[REQUIRED WORK] Your task is to write out exactly the lines from the line containing "Target: glass bowl" through the end of the records, inclusive at both ends.

◆ ◆ ◆

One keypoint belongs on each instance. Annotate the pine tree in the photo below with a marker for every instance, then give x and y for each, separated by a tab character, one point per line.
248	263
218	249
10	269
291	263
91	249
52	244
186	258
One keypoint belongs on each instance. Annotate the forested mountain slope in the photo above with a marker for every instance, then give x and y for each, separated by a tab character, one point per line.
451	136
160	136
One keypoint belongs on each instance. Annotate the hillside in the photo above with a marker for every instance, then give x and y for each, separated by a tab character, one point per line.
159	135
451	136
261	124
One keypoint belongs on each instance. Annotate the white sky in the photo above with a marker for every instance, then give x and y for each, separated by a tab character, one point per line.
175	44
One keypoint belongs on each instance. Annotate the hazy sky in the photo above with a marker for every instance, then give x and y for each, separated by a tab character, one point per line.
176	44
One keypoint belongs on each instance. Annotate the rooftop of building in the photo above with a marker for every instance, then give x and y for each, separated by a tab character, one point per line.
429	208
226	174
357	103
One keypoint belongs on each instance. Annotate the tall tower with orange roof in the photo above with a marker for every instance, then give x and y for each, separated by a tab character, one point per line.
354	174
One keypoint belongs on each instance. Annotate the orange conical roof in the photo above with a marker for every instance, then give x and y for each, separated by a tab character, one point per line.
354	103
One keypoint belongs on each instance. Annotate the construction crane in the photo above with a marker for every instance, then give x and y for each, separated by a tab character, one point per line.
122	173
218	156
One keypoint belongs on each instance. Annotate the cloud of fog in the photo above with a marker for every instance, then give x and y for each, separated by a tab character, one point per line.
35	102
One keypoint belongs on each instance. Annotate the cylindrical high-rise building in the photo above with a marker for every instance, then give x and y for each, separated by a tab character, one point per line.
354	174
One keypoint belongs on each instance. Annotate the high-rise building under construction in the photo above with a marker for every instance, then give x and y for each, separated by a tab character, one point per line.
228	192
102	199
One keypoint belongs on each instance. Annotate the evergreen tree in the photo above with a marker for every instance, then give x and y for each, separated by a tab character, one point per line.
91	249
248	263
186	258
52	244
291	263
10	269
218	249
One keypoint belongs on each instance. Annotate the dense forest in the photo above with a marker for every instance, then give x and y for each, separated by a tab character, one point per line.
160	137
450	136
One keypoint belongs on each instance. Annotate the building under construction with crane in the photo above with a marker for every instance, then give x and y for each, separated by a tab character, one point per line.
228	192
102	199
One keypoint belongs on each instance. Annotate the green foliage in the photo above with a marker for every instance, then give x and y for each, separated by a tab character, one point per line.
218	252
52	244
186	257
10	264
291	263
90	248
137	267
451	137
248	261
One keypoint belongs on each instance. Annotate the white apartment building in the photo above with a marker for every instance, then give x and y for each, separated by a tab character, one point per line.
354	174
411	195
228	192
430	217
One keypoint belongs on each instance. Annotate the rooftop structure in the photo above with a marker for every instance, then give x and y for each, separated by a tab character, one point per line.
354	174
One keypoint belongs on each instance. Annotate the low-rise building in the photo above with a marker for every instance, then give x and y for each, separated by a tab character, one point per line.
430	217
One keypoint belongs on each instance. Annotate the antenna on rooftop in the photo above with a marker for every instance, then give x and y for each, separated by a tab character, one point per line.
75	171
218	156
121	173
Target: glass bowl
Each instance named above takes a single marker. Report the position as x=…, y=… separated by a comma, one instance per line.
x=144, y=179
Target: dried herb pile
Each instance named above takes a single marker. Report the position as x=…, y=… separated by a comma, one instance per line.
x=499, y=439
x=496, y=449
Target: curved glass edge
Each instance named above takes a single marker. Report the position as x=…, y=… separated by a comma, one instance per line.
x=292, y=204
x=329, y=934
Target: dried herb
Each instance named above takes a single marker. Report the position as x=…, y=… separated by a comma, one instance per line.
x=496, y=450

◆ ◆ ◆

[RESPONSE FOR THIS EXERCISE]
Target: glass bowl
Each instance named above takes a single marker. Report the position as x=…, y=… separated by a comma, one instance per line.
x=144, y=179
Target: dried herb pile
Each instance named above takes a single marker. Report the position as x=…, y=… separated by a comma, one instance per line.
x=499, y=439
x=496, y=449
Target: curved glass edge
Each instance named above takes a single marker. Report the position as x=…, y=… separated by a comma, one instance per line.
x=292, y=204
x=329, y=934
Target: dried herb
Each instance named above takes a single marker. Report the position as x=…, y=… separated by a comma, one instance per line.
x=496, y=450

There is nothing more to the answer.